Write out word for word each line from the top of the material through the line that has "white cloud, that". Pictures do not go in.

* **The data**
□ □ □

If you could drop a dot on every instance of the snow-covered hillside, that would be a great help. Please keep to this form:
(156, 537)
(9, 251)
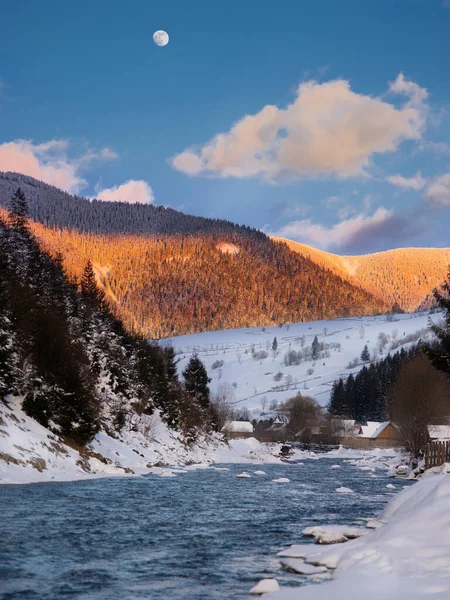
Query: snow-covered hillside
(31, 453)
(235, 358)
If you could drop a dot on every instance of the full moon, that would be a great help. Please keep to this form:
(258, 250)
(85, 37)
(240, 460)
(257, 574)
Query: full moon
(161, 37)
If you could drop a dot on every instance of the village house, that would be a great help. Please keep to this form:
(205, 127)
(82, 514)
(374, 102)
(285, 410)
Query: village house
(277, 431)
(235, 430)
(373, 435)
(439, 433)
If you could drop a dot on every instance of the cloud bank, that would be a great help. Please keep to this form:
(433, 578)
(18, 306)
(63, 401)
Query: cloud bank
(132, 191)
(49, 162)
(329, 130)
(351, 234)
(438, 192)
(408, 183)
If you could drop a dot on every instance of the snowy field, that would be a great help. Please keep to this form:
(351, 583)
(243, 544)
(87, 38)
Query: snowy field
(235, 359)
(30, 453)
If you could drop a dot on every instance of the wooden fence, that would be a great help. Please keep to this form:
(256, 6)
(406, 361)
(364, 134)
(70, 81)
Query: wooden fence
(437, 454)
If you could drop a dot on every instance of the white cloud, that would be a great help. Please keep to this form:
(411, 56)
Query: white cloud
(438, 192)
(50, 162)
(133, 191)
(417, 182)
(344, 234)
(327, 130)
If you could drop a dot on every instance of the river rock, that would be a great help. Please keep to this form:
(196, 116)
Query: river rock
(265, 586)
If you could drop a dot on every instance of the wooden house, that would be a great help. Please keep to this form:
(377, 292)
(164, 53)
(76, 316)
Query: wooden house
(235, 430)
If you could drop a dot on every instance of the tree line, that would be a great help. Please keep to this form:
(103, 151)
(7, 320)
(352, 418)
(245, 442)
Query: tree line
(165, 273)
(71, 360)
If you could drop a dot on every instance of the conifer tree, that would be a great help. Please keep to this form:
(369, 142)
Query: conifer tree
(440, 355)
(196, 383)
(315, 348)
(365, 354)
(18, 216)
(90, 289)
(6, 333)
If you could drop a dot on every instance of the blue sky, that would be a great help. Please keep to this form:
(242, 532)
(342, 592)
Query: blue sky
(327, 122)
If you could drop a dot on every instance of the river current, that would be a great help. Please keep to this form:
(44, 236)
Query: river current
(204, 534)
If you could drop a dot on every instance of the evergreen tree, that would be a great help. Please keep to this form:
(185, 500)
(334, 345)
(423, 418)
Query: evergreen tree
(18, 216)
(196, 382)
(6, 333)
(365, 354)
(90, 289)
(440, 355)
(275, 344)
(315, 348)
(338, 406)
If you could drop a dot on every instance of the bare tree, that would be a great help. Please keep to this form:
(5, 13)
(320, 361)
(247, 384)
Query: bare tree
(419, 396)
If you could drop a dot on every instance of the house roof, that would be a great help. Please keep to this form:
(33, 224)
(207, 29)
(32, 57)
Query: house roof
(370, 429)
(238, 427)
(439, 432)
(380, 429)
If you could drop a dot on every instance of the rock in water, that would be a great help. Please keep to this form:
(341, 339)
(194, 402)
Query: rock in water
(299, 566)
(265, 586)
(344, 490)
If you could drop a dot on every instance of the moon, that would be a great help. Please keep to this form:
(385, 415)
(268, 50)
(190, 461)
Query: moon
(161, 37)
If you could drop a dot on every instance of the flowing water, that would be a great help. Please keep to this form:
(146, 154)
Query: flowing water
(204, 534)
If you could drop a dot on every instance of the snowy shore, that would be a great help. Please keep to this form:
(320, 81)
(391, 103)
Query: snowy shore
(30, 453)
(406, 557)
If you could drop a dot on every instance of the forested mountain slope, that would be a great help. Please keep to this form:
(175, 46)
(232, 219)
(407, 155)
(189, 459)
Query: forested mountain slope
(69, 359)
(184, 274)
(406, 276)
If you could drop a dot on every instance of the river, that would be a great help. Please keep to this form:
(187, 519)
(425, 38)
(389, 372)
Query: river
(203, 534)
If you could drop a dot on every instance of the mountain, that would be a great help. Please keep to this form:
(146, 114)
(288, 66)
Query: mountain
(406, 276)
(166, 273)
(70, 361)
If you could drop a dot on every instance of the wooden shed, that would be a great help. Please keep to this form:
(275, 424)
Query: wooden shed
(235, 430)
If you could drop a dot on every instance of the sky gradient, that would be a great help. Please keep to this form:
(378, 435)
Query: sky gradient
(325, 122)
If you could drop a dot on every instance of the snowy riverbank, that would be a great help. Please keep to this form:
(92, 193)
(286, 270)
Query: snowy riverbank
(30, 453)
(406, 557)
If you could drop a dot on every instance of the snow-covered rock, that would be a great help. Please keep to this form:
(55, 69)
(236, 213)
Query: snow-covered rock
(294, 551)
(346, 530)
(344, 490)
(265, 586)
(301, 567)
(332, 537)
(406, 559)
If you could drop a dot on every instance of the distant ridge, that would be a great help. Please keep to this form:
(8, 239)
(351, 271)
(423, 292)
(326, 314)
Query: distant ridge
(405, 276)
(166, 273)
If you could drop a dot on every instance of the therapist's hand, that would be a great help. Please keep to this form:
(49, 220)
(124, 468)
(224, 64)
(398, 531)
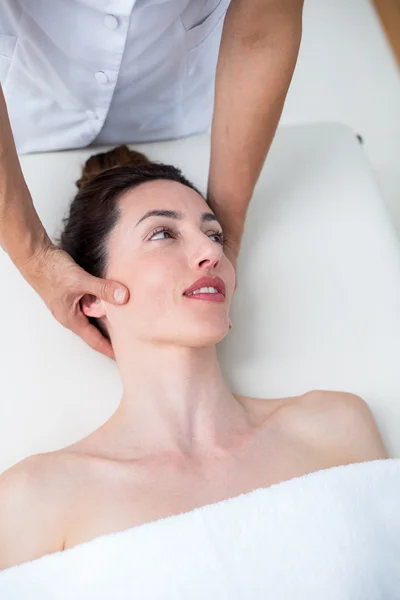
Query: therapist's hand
(61, 283)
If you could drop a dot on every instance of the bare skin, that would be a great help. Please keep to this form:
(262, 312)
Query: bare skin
(92, 492)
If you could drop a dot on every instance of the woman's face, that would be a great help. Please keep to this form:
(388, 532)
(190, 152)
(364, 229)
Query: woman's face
(158, 258)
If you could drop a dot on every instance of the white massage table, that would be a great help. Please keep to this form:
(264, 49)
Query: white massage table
(317, 305)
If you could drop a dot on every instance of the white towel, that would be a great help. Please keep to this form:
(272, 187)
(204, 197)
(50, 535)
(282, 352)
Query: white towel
(332, 534)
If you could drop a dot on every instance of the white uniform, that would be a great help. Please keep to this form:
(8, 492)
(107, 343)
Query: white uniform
(76, 72)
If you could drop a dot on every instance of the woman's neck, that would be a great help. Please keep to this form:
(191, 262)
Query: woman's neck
(175, 400)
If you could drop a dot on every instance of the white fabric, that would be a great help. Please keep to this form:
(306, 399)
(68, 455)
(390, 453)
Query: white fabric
(332, 534)
(317, 305)
(108, 71)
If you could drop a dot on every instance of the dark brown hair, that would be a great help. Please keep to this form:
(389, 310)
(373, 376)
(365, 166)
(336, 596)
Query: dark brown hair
(94, 211)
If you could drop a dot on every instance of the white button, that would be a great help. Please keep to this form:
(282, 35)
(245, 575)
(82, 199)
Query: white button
(101, 77)
(111, 22)
(92, 115)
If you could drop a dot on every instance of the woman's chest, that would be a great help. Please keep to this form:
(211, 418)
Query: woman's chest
(120, 498)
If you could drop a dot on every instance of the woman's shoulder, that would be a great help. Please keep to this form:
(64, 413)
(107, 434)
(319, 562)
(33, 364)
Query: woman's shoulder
(33, 497)
(338, 423)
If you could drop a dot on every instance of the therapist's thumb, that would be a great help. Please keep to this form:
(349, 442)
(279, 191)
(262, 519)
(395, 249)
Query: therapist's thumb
(109, 291)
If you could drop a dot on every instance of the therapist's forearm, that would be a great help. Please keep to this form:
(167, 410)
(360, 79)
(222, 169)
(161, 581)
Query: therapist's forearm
(258, 53)
(22, 234)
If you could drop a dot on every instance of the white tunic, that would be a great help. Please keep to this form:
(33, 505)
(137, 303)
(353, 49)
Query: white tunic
(108, 71)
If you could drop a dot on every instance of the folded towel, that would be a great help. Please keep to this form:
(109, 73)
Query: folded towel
(332, 534)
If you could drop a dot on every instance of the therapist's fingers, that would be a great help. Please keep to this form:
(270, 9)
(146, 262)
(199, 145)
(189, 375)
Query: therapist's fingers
(92, 336)
(107, 290)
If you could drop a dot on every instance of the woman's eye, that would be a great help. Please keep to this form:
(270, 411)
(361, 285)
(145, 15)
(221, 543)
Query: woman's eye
(160, 232)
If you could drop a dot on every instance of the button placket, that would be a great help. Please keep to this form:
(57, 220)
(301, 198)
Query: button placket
(111, 21)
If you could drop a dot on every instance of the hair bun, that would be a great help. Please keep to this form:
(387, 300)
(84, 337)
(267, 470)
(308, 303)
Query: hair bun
(117, 157)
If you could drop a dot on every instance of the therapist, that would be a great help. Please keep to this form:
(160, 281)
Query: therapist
(74, 74)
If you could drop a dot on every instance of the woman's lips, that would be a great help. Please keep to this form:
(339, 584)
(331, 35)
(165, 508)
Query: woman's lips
(211, 297)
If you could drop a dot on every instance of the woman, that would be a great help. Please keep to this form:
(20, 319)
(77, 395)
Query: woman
(179, 438)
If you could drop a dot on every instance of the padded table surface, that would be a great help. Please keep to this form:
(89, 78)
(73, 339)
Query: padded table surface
(317, 304)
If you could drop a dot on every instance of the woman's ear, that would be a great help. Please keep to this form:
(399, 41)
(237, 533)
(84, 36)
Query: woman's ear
(92, 306)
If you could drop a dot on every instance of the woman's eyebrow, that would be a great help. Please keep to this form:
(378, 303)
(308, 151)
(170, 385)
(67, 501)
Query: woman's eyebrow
(172, 214)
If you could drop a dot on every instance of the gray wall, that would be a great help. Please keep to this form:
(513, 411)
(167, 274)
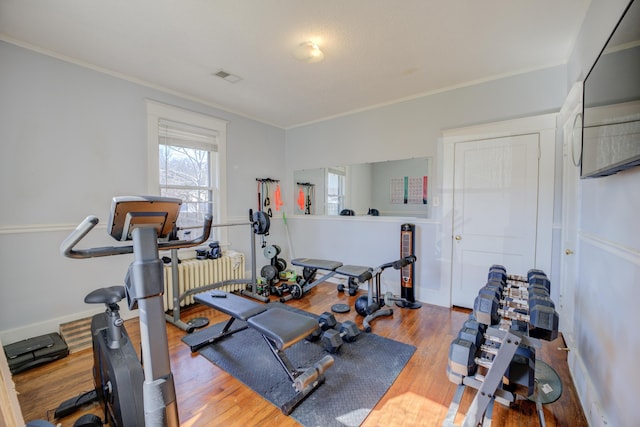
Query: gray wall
(72, 138)
(607, 343)
(405, 130)
(64, 131)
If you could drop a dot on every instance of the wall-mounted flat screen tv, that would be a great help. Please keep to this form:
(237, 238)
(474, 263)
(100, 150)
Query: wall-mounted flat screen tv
(611, 116)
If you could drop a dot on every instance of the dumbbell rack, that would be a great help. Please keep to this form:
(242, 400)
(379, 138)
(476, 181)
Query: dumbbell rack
(488, 386)
(497, 346)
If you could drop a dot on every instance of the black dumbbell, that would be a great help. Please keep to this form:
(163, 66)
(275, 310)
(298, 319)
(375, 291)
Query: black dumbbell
(332, 339)
(543, 322)
(326, 321)
(485, 308)
(462, 355)
(497, 272)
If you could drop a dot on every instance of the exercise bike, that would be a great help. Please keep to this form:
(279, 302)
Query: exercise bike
(133, 394)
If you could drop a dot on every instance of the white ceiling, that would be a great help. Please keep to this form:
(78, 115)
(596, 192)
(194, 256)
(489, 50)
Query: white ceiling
(376, 51)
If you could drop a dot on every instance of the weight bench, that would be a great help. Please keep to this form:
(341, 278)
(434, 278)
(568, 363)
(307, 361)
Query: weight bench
(312, 265)
(280, 329)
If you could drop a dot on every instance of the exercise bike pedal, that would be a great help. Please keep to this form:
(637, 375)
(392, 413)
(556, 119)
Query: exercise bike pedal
(69, 406)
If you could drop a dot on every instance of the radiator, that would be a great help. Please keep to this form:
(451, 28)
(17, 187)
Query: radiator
(195, 273)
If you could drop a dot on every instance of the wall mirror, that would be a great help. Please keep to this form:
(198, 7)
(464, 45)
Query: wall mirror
(389, 188)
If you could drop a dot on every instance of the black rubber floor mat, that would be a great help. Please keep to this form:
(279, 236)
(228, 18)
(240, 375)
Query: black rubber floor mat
(362, 373)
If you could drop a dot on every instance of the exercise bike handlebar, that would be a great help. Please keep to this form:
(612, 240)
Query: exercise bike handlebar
(68, 245)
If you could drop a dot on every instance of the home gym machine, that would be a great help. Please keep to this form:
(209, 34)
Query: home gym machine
(259, 223)
(371, 306)
(133, 394)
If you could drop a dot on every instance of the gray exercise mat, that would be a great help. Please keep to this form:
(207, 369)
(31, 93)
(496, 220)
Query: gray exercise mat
(362, 373)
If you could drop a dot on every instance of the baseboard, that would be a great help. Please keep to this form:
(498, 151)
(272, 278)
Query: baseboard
(10, 336)
(587, 393)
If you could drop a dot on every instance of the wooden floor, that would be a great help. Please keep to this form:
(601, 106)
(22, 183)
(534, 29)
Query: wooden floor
(208, 396)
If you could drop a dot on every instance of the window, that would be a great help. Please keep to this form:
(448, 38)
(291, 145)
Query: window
(336, 178)
(187, 161)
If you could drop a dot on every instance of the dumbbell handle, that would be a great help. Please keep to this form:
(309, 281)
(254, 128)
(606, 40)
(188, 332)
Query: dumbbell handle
(310, 375)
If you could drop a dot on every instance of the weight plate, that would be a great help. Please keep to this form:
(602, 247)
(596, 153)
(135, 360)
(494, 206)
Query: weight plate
(296, 291)
(340, 308)
(269, 272)
(281, 264)
(270, 251)
(309, 274)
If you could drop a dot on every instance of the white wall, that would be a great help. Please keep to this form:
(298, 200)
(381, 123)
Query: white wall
(604, 360)
(72, 138)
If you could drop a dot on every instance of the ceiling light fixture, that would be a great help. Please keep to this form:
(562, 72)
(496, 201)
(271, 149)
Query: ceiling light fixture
(308, 52)
(231, 78)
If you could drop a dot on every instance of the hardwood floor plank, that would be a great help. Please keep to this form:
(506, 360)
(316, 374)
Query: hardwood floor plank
(209, 396)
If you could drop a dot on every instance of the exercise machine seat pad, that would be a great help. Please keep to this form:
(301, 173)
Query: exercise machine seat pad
(352, 270)
(233, 305)
(320, 264)
(284, 328)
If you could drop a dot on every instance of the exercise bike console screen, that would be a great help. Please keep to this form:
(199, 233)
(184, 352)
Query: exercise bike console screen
(131, 212)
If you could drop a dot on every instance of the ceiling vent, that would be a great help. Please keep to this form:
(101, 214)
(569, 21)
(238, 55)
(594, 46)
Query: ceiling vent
(231, 78)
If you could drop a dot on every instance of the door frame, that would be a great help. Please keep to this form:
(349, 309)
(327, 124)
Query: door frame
(569, 247)
(545, 127)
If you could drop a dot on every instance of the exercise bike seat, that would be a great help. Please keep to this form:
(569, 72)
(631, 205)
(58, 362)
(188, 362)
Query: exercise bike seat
(110, 295)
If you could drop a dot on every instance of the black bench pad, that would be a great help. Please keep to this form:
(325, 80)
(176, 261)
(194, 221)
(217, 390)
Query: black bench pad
(320, 264)
(284, 328)
(352, 270)
(233, 305)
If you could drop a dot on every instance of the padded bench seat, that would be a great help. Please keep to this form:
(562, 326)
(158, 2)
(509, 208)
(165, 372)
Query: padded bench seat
(235, 306)
(283, 327)
(320, 264)
(280, 329)
(353, 270)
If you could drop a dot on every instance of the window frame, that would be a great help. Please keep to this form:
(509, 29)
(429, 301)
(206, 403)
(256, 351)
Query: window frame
(341, 172)
(158, 112)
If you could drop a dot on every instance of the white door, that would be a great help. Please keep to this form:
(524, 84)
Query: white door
(495, 208)
(572, 140)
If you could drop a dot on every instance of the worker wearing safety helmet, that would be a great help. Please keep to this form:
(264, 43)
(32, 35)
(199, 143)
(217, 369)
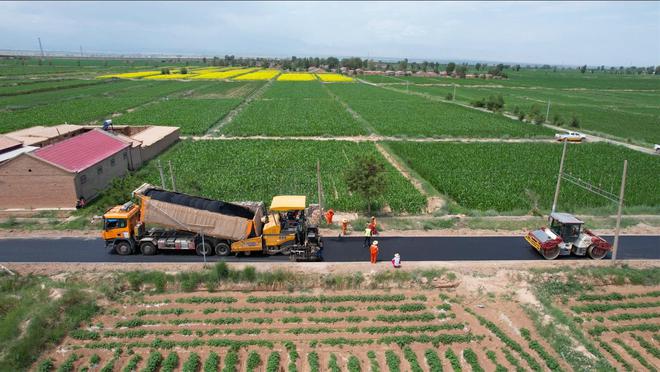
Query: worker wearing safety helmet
(373, 250)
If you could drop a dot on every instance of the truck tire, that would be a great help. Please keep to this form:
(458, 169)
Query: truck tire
(550, 254)
(222, 249)
(596, 253)
(148, 248)
(123, 248)
(203, 249)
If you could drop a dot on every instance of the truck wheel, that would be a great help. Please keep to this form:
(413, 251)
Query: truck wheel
(550, 254)
(596, 253)
(203, 249)
(148, 248)
(222, 249)
(123, 248)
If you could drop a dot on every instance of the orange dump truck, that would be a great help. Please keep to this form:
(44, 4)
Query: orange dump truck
(166, 220)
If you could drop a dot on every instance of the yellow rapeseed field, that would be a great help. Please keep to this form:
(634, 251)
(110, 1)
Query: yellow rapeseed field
(223, 74)
(296, 76)
(266, 74)
(334, 78)
(170, 76)
(130, 75)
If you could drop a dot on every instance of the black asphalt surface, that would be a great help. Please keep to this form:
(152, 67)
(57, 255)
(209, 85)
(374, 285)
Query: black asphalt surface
(344, 250)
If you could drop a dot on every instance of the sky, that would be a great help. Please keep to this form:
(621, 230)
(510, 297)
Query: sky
(567, 33)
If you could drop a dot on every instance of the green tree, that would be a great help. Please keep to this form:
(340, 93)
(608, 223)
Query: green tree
(366, 177)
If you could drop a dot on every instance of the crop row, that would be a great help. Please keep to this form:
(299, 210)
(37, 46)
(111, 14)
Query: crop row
(487, 176)
(647, 346)
(243, 159)
(631, 316)
(333, 365)
(139, 322)
(253, 361)
(433, 361)
(411, 357)
(508, 341)
(600, 307)
(141, 333)
(615, 296)
(493, 358)
(327, 299)
(471, 358)
(192, 116)
(644, 327)
(411, 307)
(635, 354)
(294, 117)
(605, 346)
(404, 308)
(550, 361)
(401, 340)
(399, 114)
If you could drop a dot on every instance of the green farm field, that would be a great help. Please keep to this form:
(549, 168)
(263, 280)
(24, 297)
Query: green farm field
(236, 170)
(622, 106)
(398, 114)
(295, 109)
(521, 177)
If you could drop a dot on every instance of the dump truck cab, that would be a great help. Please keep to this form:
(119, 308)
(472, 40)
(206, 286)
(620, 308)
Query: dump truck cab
(565, 236)
(119, 226)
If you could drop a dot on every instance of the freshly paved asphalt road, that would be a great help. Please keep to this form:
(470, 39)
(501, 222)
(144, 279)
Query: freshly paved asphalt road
(344, 250)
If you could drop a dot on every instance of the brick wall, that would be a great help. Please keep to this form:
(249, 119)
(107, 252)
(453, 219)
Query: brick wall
(26, 182)
(90, 182)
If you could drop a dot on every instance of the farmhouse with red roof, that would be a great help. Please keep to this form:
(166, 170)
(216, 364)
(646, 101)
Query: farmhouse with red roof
(57, 175)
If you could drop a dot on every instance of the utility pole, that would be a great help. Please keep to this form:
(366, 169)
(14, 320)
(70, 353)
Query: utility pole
(318, 184)
(615, 246)
(162, 176)
(561, 170)
(41, 48)
(169, 162)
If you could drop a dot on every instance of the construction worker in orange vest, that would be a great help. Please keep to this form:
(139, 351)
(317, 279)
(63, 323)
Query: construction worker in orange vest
(374, 251)
(344, 227)
(328, 216)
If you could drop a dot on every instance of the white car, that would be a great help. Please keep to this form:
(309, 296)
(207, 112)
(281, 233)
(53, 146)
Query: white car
(570, 136)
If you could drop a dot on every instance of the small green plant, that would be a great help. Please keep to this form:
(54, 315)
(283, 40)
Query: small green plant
(254, 360)
(411, 357)
(333, 366)
(393, 361)
(273, 363)
(375, 367)
(45, 365)
(211, 363)
(453, 360)
(313, 361)
(471, 358)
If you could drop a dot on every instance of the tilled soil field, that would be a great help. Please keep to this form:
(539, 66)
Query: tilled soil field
(360, 330)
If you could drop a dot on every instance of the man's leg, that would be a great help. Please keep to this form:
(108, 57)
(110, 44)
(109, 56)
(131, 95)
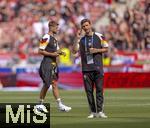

□ □ □

* **Written reply**
If you could drop a dot on every instance of the snow-covered hillside, that would be a great help. Please keep to this form:
(156, 537)
(9, 251)
Query: snow-covered hillside
(31, 453)
(235, 358)
If you could drop a dot on every instance of the full moon, that would be a great help. Please keep to this form:
(258, 250)
(85, 37)
(240, 460)
(257, 574)
Query: full moon
(161, 37)
If you could drop a dot on every instance of the village house, that would be a great help. Please keep to this form:
(205, 127)
(82, 514)
(374, 102)
(285, 410)
Query: village house
(277, 431)
(235, 430)
(373, 435)
(439, 433)
If you could drop a dot on every instance of the cloud bank, that would be a great help. Please keep to this form:
(433, 578)
(18, 306)
(63, 401)
Query: cloud bank
(132, 191)
(49, 162)
(329, 130)
(351, 234)
(438, 192)
(408, 183)
If you could drop a dot on every instance of the snowy field, that would be a great help. Please keep to this form:
(351, 583)
(243, 544)
(87, 38)
Query: snowy field
(235, 359)
(30, 453)
If you could drop a dot on every instance of the wooden fence, that would be a great help. Please keep to this form:
(256, 6)
(406, 361)
(364, 134)
(70, 81)
Query: wooden fence
(437, 454)
If you could drop a dot on every instance of the white cloud, that would be a great help. Please keep to this form:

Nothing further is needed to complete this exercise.